• [SOURCE]
[start]

1. Business Activity

 

AIXTRON (“the AIXTRON Group” or “the Company”) is a leading provider of deposition equipment to the semiconductor industry. The Company’s technology solutions are used by a diverse range of customers worldwide to build advanced components for electronic and optoelectronic applications based on compound, silicon, or organic semiconductor materials. Such components are used in displays, signaling, lighting, fiber optic communication systems, wireless and mobile telephony applications, optical and electronic storage devices, computing, and a range of other high technology applications.

 

The Company markets and sells its products worldwide, principally through its own direct sales organization, but also through appointed dealers and sales representatives.

 

AIXTRON’s business activities include developing, producing and installing equipment for the deposition of semiconductor materials, process engineering, consulting and training, including ongoing customer support.

 

AIXTRON supplies its customers with both production-scale material deposition systems and systems for Research & Development (“R&D”) or small scale production.

[end]

• [LISTED RECORDS]
[start]

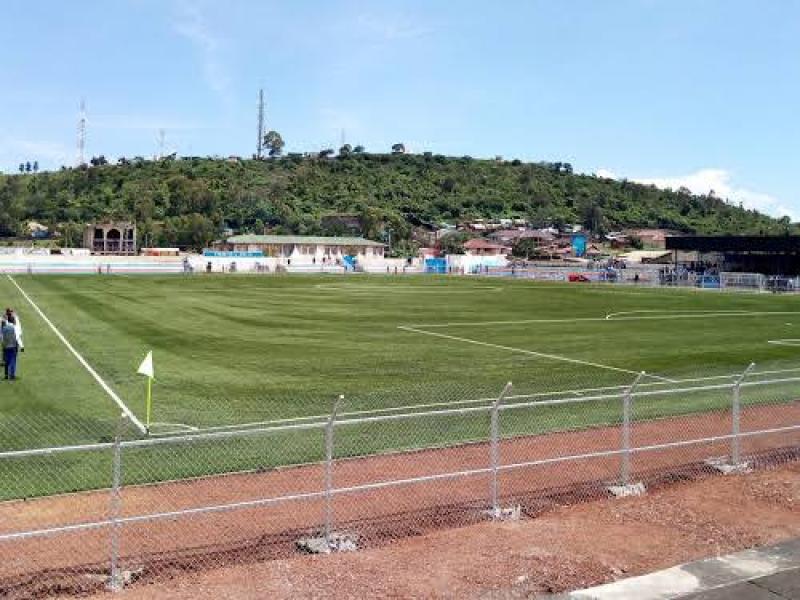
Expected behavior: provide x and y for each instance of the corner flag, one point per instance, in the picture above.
(146, 369)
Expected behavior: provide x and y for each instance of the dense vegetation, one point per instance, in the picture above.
(188, 202)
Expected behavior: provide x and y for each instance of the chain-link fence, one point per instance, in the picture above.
(130, 508)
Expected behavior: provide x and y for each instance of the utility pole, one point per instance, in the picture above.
(82, 134)
(161, 146)
(260, 145)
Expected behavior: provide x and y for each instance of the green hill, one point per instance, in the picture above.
(188, 201)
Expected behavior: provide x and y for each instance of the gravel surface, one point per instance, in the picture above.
(562, 549)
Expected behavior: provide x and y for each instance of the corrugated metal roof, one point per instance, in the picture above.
(302, 239)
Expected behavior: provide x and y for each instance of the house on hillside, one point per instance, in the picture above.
(651, 238)
(111, 238)
(306, 249)
(481, 247)
(509, 237)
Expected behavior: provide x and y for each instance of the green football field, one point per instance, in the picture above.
(232, 350)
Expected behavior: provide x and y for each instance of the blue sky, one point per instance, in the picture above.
(703, 93)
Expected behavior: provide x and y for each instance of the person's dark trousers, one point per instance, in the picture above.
(10, 360)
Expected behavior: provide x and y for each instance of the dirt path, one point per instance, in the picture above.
(565, 548)
(169, 548)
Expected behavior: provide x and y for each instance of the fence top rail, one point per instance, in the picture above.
(463, 410)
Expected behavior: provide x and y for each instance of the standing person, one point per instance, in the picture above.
(12, 344)
(6, 317)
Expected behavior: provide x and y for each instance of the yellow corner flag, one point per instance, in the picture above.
(146, 369)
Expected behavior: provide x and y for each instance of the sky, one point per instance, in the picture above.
(697, 93)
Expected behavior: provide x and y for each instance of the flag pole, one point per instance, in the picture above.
(149, 400)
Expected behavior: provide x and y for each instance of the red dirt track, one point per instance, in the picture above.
(162, 549)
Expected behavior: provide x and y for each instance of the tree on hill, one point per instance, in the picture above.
(406, 194)
(274, 142)
(525, 248)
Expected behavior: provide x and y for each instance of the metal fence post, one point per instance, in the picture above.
(494, 445)
(116, 583)
(329, 469)
(736, 417)
(625, 474)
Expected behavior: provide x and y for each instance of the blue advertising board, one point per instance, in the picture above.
(233, 253)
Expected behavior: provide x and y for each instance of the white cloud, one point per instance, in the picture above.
(191, 24)
(721, 183)
(386, 28)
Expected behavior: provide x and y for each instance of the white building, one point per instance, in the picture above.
(303, 249)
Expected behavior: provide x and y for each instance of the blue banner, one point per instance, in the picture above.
(233, 253)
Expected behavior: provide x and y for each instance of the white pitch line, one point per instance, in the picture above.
(695, 314)
(530, 352)
(657, 317)
(111, 393)
(785, 342)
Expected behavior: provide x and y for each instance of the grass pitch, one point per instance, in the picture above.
(231, 350)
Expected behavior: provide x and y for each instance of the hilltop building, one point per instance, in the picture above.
(305, 248)
(112, 238)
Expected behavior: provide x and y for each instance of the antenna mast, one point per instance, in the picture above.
(161, 134)
(82, 134)
(260, 146)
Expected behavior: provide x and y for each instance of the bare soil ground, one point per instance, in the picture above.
(417, 539)
(565, 548)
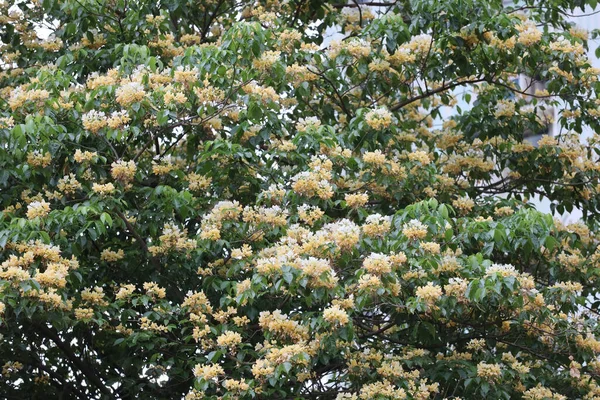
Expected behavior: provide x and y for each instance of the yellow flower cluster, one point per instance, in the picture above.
(109, 255)
(37, 159)
(356, 200)
(490, 372)
(38, 209)
(430, 293)
(123, 171)
(336, 316)
(379, 119)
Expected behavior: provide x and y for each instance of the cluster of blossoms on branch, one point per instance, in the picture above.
(213, 202)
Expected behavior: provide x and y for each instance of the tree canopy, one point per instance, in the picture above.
(214, 199)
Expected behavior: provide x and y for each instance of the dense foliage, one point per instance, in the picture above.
(216, 200)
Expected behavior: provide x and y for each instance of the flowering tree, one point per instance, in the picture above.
(213, 200)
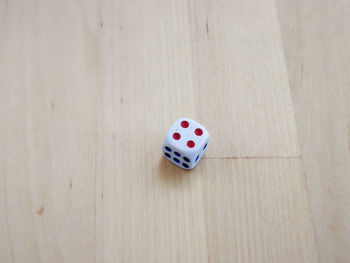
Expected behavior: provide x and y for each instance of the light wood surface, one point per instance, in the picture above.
(88, 90)
(317, 47)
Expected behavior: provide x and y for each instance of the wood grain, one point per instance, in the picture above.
(316, 38)
(88, 90)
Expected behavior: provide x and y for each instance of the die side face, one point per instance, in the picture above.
(185, 143)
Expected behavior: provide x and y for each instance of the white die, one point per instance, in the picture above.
(185, 143)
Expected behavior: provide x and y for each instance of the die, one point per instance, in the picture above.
(185, 143)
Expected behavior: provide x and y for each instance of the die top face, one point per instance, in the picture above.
(187, 135)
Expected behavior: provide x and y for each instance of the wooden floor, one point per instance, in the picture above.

[end]

• [PROBLEMS TO WORK ON]
**a)** From the AIXTRON business activity text above the lines, set down the passage starting with "1. Business Activity" and going on through "high technology applications.".
**b)** According to the AIXTRON business activity text, through what channels does the Company market and sell its products?
**c)** Extend the AIXTRON business activity text past its final sentence.

• [RESULTS BY TASK]
**a)**
1. Business Activity

 

AIXTRON (“the AIXTRON Group” or “the Company”) is a leading provider of deposition equipment to the semiconductor industry. The Company’s technology solutions are used by a diverse range of customers worldwide to build advanced components for electronic and optoelectronic applications based on compound, silicon, or organic semiconductor materials. Such components are used in displays, signaling, lighting, fiber optic communication systems, wireless and mobile telephony applications, optical and electronic storage devices, computing, and a range of other high technology applications.

**b)** Principally through its own direct sales organization, but also through appointed dealers and sales representatives.

**c)**
 

Demand for AIXTRON’s products is driven by increased processing speed, improved efficiency, and reduced cost of ownership demands for current and emerging microelectronic and optoelectronic components. The ability of AIXTRON’s technologies to precisely deposit thin material films and the ability to control critical surface dimensions in these components, enables manufacturers to improve performance, yield and quality in the fabrication process of advanced microelectronic and optoelectronic devices.

 

AIXTRON’s product range includes customer-specific systems capable of depositing material films on a diverse range of different substrate sizes and materials. The deposition process technologies include Metal-Organic Chemical Vapor Deposition (“MOCVD”) for the deposition of compound materials as well as thin film deposition of organic materials on up to Gen. 3.5 substrates. These include Polymer Vapor Phase Deposition (PVPD®), Organic Vapor Phase Deposition („OVPD®”) or large area deposition for Organic Light Emitting Diodes („OLED”) applications. Plasma Enhanced Chemical Vapor Phase Deposition („PECVD”) is being employed for the deposition of complex Carbon Nanostructures (Carbon Nanotubes, Nanowires or Graphene). For Silicon Semiconductor applications, AIXTRON systems are capable of depositing material films on wafers of up to 300mm in diameter, by employing technologies such as: Chemical Vapor Deposition („CVD”) and Atomic Layer Deposition („ALD”).

 

AIXTRON is committed to investing in research and development projects to not only further strengthen the Company’s leading technology position in MOCVD equipment but also to penetrate growth markets for power management, organic semiconductors and next generation memory applications.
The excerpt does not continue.